2005年11月15日(火) 『白魔の湖』 響堂新

 南極大陸のヴォストーク湖で掘削作業が行われていた。この湖は100万年もの間そのままの状態。はじめて人間によって調査が行われていた。太古の水が採取され、そこに光る粒?が含まれていた。その発見以降、おそろしい事態が引き起こされ・・・

 アハハ。おもしろーいv ありがちなSFホラーっぽいのですケレドモ、なかなか楽しんで読ませていただきました。未知との遭遇って人間には恐怖であり、魅力でありますからねぇ。ただラストはどうだろう。そして誰もいなくなった、の方がゾクゾクしたと思うのですけどねぇ。残念っ。

『白魔の湖』 2005.10.8. 響堂新 角川春樹事務所



2005年11月14日(月) 『探偵は黒服』 藤田宜永

 銀座で殺人事件発生。第一発見者は、被害者がかつて勤めていたクラブの黒服だった。第一発見者で被害者と知り合いだったために警察に疑われた黒服・福光は独自に調査をはじめたところ、連続殺人とエロアニメとの関連に気づき・・・

 かつて(バブル以前)銀座に勤めていた女性はものすごい勉強家だと聞いたことがありました。若く美しく賢くなければ銀座では働けないというイメージだったケレドモ、今では銀座もたいしたことばくなってるのねぇ・・・。この物語の展開はどうなのかしら。もっとこんがらがってるかと想像したいたので、ちょっぴり肩透かしでした。不感症の彼女は魅力的なのになー。

『探偵は黒服』 2005.10.30. 藤田宜永 角川書店



2005年11月13日(日) 『包丁人轟桃次郎』 鯨統一郎

 流れ流れた板前・轟桃次郎は、美人女将の彩乃の店<ふく嶋>に流れ着く。<ふく嶋>は、大手の<加賀屋>に買収されそうになっているが、孤軍奮闘中。ひょんな流れから<ふく嶋>をかけて桃次郎と<加賀屋>の一流板前陣が料理対決することになった。料理対決のたびに発生する殺人事件。しかも殺されるのは許せない犯罪者たちだった・・・!?

 うーん、鯨さんはヤッパリいいですねぇ(うっとり)v なかなかブラックホラーでありますよ、これは。でもさらりと読ませるのでグロまではいっていません。際のとこでうまいこと料理しています。桃さんはいったい何者なのか。ここに流れてきた前のことや、これから流れていく先のことも物語で読みたいものでありまする。トッテモおすすめv

『包丁人轟桃次郎』 2005.10.31. 鯨統一郎 早川書房



2005年11月11日(金) 『激流』 柴田よしき

 修学旅行先の京都でバスの移動中にひとりの少女・冬葉が姿を消した。その自由時間の時に一緒に行動していた美弥は、二十年経って不可思議なメールを受け取る。『わたしを覚えていますか? 冬葉』・・・そして、美弥とあの時の仲間たちは引き寄せられるように集まり、それぞれに事件に巻き込まれていく。

抽出されたデータ項目
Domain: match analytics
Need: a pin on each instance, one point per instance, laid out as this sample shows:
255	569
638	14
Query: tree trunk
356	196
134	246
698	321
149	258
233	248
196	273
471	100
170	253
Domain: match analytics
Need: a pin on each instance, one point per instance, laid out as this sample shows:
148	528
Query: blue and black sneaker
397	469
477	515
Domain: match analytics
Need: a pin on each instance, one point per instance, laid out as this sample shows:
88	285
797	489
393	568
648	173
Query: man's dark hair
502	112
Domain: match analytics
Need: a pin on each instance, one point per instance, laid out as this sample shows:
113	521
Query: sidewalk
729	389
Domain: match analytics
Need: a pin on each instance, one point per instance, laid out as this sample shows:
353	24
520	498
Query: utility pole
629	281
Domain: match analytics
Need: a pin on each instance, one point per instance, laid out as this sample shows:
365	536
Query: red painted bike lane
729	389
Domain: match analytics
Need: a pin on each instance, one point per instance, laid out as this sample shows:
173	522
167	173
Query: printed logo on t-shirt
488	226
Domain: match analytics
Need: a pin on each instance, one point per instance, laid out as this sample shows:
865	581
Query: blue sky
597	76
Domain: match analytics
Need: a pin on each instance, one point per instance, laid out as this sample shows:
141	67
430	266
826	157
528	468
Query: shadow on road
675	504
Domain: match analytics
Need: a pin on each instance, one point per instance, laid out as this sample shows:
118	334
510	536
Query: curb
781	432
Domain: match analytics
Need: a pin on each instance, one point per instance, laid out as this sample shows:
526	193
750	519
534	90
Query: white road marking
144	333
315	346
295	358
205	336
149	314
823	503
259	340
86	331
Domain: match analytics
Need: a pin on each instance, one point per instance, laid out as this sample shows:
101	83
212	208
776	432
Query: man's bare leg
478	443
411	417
...
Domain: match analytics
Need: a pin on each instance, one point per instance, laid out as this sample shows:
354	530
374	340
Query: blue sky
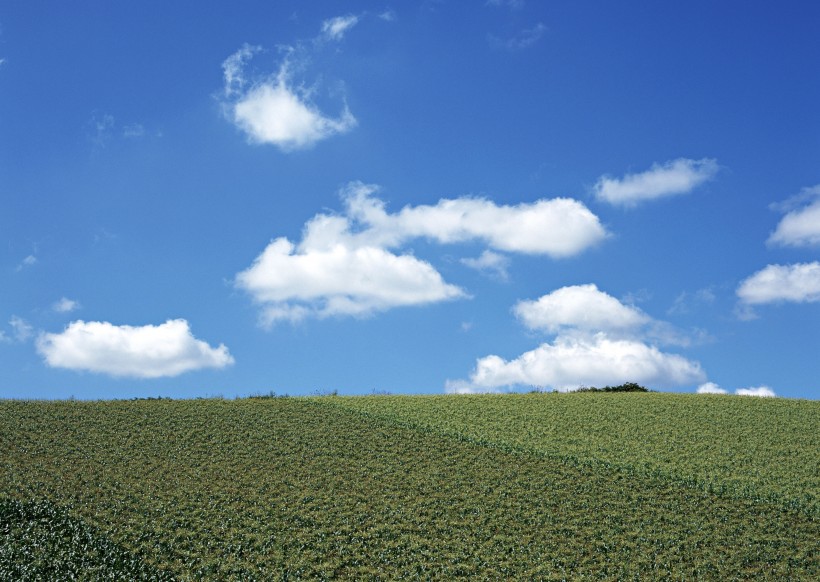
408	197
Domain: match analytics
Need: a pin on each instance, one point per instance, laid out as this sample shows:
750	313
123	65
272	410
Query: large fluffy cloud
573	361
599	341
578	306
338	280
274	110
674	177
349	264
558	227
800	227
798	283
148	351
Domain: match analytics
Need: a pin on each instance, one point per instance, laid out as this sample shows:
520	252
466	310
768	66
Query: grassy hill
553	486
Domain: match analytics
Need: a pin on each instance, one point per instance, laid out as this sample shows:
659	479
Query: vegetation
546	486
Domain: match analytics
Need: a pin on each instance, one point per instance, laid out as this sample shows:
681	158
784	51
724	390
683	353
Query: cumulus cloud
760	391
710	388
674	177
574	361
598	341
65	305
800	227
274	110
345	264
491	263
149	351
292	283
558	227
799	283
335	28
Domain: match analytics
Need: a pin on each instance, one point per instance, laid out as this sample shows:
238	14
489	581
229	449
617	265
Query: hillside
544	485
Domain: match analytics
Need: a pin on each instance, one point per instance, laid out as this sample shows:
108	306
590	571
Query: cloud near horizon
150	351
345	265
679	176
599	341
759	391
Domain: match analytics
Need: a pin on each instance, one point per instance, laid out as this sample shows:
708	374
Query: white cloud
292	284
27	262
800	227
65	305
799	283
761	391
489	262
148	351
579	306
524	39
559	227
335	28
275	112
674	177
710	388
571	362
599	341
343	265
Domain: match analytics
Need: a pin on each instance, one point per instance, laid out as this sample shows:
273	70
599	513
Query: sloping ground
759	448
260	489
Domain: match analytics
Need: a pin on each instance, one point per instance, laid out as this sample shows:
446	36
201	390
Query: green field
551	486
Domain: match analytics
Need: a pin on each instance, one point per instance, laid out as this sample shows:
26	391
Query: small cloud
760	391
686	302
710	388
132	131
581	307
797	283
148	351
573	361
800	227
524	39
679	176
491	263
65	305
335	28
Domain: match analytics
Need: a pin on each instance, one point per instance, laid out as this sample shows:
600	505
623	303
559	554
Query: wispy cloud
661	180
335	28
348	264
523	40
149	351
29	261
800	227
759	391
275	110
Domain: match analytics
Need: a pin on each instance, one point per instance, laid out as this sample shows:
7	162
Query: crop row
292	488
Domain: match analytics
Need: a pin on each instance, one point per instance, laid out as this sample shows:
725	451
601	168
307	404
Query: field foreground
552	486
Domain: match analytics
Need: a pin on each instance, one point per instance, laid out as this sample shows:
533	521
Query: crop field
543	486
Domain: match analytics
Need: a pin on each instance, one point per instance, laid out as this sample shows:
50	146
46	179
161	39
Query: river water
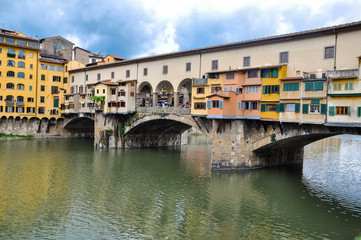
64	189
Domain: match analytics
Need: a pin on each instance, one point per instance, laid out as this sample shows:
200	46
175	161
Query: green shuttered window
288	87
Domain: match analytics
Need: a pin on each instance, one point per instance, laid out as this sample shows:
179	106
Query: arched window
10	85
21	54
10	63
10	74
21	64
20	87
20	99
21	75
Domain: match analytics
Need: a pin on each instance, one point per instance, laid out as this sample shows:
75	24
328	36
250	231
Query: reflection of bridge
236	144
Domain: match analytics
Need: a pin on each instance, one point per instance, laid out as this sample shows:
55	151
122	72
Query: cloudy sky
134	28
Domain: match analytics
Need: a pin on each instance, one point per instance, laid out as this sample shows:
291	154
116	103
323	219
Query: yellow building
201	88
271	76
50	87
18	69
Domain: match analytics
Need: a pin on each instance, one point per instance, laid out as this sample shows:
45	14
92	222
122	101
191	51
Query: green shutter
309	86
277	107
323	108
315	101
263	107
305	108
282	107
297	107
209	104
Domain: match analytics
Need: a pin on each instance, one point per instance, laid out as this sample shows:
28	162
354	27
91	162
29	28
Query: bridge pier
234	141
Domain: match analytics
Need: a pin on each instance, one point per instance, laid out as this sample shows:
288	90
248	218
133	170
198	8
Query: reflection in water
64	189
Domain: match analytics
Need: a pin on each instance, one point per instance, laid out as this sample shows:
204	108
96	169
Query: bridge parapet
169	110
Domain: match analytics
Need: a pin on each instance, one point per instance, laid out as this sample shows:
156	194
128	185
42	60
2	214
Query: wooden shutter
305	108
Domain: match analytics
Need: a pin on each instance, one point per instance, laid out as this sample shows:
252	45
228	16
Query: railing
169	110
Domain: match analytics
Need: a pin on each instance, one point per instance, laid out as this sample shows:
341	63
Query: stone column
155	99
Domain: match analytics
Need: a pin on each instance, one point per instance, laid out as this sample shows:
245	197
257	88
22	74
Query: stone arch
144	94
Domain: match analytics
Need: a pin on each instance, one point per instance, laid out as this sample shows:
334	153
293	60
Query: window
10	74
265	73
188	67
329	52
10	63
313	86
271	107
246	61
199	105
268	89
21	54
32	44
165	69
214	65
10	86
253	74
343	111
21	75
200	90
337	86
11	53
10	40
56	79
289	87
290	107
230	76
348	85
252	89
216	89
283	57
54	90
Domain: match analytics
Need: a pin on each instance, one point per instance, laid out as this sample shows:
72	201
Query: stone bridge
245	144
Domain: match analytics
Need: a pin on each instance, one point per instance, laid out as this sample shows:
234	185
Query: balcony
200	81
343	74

指示: 本文のうち、「2005年11月15日(火) 『白魔の湖』 響堂新」で始まり「思うのですけどねぇ。残念っ。」で終わる部分を一字も変えずに書き写してください。 リストは本文とは別の資料です。

解答:
2005年11月15日(火) 『白魔の湖』 響堂新

 南極大陸のヴォストーク湖で掘削作業が行われていた。この湖は100万年もの間そのままの状態。はじめて人間によって調査が行われていた。太古の水が採取され、そこに光る粒?が含まれていた。その発見以降、おそろしい事態が引き起こされ・・・

 アハハ。おもしろーいv ありがちなSFホラーっぽいのですケレドモ、なかなか楽しんで読ませていただきました。未知との遭遇って人間には恐怖であり、魅力でありますからねぇ。ただラストはどうだろう。そして誰もいなくなった、の方がゾクゾクしたと思うのですけどねぇ。残念っ。